Determine how many lines in the records hold the word "background". Return the number alone.

▽

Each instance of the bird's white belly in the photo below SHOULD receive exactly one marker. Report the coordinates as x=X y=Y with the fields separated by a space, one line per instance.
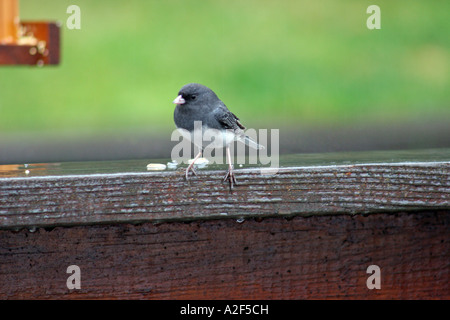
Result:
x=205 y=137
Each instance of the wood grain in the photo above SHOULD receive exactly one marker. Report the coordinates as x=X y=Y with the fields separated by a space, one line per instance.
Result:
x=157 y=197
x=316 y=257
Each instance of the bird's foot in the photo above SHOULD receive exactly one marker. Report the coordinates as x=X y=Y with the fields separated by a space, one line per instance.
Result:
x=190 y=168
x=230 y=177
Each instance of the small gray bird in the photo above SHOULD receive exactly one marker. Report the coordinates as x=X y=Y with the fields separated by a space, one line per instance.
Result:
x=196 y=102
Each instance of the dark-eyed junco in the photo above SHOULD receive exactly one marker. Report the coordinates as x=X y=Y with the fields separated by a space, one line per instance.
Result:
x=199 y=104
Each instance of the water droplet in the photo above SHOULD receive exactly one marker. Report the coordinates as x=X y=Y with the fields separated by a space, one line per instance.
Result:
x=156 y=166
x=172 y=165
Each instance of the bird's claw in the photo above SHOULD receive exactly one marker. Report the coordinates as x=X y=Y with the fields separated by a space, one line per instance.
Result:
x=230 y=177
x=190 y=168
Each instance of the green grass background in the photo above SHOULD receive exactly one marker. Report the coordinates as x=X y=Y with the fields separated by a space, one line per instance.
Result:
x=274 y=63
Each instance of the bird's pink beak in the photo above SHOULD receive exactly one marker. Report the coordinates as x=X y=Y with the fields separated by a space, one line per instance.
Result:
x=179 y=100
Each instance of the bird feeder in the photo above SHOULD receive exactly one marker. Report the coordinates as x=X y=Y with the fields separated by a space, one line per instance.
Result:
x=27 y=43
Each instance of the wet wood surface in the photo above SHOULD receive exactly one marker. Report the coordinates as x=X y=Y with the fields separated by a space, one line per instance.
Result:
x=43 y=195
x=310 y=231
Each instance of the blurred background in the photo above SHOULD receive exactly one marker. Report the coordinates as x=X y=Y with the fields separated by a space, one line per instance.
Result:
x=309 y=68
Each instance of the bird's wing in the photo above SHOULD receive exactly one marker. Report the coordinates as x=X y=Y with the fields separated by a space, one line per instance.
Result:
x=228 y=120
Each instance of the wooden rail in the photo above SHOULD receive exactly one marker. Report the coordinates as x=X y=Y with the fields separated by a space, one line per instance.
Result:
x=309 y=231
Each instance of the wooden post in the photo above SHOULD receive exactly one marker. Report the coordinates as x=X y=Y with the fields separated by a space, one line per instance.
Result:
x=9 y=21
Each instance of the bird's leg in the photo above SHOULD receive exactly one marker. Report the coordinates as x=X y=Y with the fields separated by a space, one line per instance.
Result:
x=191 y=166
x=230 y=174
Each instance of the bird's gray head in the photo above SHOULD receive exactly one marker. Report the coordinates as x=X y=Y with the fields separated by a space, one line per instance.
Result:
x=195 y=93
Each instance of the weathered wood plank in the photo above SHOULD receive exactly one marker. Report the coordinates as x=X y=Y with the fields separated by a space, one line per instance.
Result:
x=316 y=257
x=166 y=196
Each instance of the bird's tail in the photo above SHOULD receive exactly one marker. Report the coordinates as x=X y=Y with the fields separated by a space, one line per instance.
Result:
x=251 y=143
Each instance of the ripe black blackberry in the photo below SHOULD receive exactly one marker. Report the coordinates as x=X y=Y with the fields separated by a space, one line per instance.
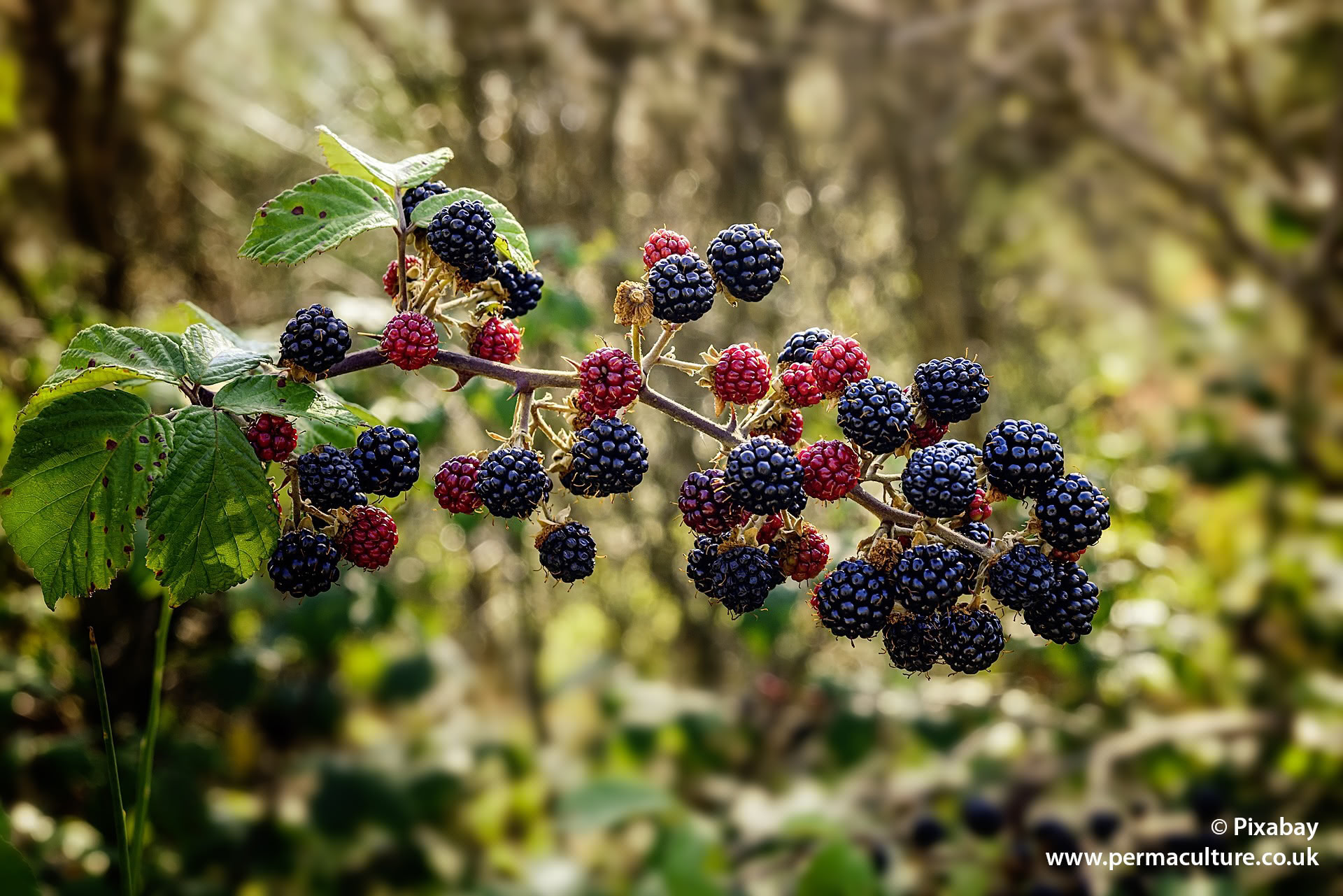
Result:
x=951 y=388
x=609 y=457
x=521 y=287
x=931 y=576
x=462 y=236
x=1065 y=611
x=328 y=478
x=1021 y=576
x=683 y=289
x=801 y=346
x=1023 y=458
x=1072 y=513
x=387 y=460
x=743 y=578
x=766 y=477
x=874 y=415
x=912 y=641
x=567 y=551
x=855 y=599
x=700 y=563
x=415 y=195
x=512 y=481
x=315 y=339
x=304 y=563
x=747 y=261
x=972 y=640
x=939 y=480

△

→ **Response for this exercise**
2